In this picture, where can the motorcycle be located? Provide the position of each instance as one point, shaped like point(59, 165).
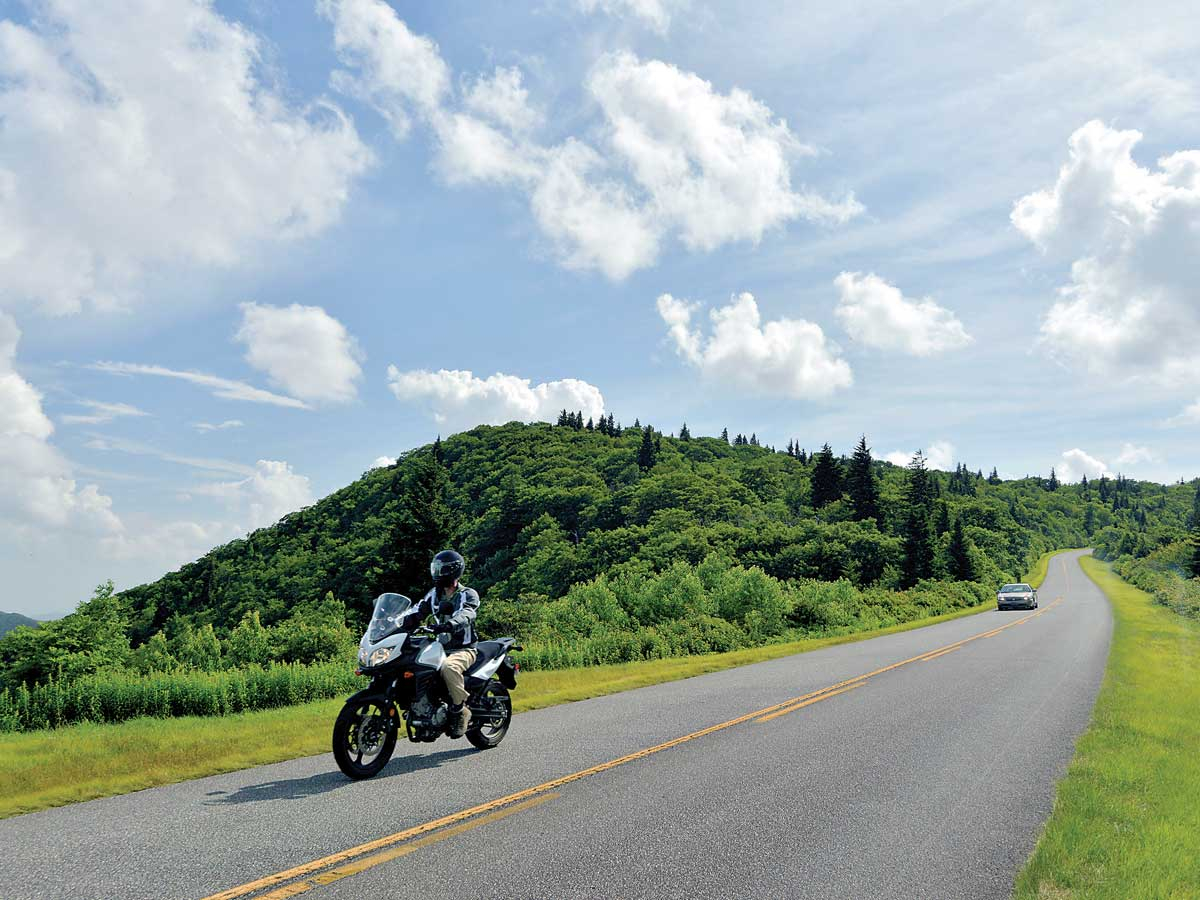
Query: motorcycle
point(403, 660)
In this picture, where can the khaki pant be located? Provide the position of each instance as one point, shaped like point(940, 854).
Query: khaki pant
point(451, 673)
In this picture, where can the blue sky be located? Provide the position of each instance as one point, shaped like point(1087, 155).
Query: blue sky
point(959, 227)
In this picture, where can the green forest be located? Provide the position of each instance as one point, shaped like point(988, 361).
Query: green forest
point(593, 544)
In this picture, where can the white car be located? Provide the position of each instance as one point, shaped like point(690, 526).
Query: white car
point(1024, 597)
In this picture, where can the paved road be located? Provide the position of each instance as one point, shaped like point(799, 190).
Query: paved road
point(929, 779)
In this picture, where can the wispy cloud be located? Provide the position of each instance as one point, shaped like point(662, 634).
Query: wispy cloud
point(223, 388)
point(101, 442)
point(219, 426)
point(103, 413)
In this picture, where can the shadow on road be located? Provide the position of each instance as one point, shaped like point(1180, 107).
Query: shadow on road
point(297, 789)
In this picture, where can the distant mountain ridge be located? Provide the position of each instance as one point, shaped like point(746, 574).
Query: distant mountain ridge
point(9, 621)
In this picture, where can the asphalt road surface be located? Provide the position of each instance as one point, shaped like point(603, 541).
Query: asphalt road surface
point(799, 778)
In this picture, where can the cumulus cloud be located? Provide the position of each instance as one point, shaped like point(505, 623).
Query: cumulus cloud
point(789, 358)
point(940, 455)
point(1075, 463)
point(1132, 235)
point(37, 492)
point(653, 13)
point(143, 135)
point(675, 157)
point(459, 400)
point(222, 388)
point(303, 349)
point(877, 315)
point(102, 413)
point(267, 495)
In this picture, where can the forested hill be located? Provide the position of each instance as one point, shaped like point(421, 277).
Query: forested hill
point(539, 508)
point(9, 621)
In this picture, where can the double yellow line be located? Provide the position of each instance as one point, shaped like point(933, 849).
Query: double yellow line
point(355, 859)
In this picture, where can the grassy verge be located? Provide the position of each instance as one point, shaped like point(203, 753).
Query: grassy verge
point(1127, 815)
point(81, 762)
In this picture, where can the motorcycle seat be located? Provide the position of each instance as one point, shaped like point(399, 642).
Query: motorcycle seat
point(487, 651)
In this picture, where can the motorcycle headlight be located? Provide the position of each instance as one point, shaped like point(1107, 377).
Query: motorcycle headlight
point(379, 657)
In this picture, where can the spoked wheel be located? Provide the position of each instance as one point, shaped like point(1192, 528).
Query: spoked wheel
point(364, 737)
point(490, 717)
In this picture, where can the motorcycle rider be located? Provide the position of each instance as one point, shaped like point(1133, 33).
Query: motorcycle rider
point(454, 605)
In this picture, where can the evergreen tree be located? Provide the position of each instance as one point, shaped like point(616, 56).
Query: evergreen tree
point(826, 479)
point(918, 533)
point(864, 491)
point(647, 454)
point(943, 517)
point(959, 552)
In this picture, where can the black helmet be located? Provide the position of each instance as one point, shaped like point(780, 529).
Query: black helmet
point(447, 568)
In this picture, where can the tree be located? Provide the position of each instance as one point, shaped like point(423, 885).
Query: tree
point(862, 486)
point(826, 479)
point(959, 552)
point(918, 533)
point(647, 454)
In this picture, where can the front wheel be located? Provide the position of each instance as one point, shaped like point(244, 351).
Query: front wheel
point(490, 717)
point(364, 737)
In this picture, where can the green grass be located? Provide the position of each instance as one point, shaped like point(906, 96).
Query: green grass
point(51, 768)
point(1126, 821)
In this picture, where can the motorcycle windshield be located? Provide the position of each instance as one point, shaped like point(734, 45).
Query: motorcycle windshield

++++

### What this task involves
Each line from the one containing "Query: front wheel" through the end of the material must be returned exactly; no other line should appear.

### Exercise solution
Query: front wheel
point(490, 717)
point(364, 737)
In this picture, where can the green grass be located? Provide the position of each instance as one point, shaped like point(906, 96).
Query: green grass
point(51, 768)
point(1126, 821)
In this picture, where can the motorcycle windshield be located? Provide the position of each instance as one point, shaped like point(734, 45).
Query: motorcycle windshield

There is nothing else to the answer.